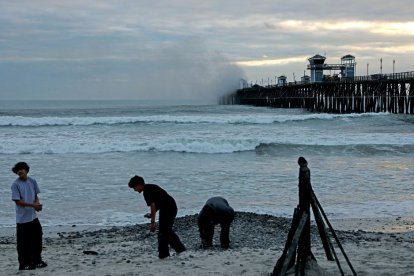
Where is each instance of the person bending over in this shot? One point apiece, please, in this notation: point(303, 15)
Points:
point(215, 211)
point(159, 200)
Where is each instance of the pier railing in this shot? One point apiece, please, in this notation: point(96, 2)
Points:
point(392, 93)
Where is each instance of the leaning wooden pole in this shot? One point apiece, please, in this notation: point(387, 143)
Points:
point(324, 237)
point(321, 229)
point(292, 248)
point(333, 233)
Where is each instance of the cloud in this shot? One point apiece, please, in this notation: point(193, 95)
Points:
point(101, 46)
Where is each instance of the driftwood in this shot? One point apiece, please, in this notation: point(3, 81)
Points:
point(287, 260)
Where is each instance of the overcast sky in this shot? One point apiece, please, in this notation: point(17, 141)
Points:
point(126, 49)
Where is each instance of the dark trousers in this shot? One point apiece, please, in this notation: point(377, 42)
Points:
point(29, 242)
point(207, 232)
point(166, 235)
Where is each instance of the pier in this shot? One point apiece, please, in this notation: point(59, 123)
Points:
point(393, 93)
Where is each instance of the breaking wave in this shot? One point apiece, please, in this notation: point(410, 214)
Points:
point(24, 121)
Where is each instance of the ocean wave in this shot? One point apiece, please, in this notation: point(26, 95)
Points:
point(207, 146)
point(24, 121)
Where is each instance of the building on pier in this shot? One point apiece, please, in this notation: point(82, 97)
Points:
point(317, 67)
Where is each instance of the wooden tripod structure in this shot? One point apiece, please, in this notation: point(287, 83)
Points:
point(287, 260)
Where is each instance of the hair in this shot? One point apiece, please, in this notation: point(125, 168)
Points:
point(302, 161)
point(20, 166)
point(135, 181)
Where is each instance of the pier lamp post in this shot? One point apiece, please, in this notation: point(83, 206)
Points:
point(393, 66)
point(381, 65)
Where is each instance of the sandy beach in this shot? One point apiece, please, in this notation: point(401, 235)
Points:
point(374, 247)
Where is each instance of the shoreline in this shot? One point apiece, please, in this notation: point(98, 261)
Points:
point(256, 243)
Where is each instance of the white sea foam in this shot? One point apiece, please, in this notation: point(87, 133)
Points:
point(183, 119)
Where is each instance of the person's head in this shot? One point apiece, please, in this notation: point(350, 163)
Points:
point(302, 161)
point(21, 169)
point(137, 183)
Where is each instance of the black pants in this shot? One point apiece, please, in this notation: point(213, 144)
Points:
point(207, 232)
point(29, 242)
point(166, 235)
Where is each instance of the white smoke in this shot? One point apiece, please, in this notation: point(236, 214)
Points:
point(187, 71)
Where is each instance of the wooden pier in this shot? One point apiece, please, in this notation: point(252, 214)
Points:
point(392, 93)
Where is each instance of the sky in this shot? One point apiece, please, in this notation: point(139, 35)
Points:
point(188, 49)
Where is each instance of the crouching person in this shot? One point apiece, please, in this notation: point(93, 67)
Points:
point(216, 211)
point(159, 200)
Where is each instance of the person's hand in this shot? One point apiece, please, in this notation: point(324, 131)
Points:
point(37, 206)
point(153, 226)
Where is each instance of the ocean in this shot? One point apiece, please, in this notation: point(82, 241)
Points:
point(83, 153)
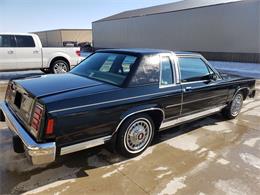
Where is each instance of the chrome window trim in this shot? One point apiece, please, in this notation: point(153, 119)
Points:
point(183, 103)
point(139, 111)
point(172, 61)
point(205, 62)
point(194, 116)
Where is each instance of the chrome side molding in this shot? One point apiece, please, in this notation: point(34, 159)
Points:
point(84, 145)
point(194, 116)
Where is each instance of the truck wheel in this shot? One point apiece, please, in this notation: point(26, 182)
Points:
point(59, 67)
point(233, 108)
point(135, 135)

....

Task requirements.
A single number is the expected reply: the number of lines in the listing that contain the string "chrome".

Completed exercise.
2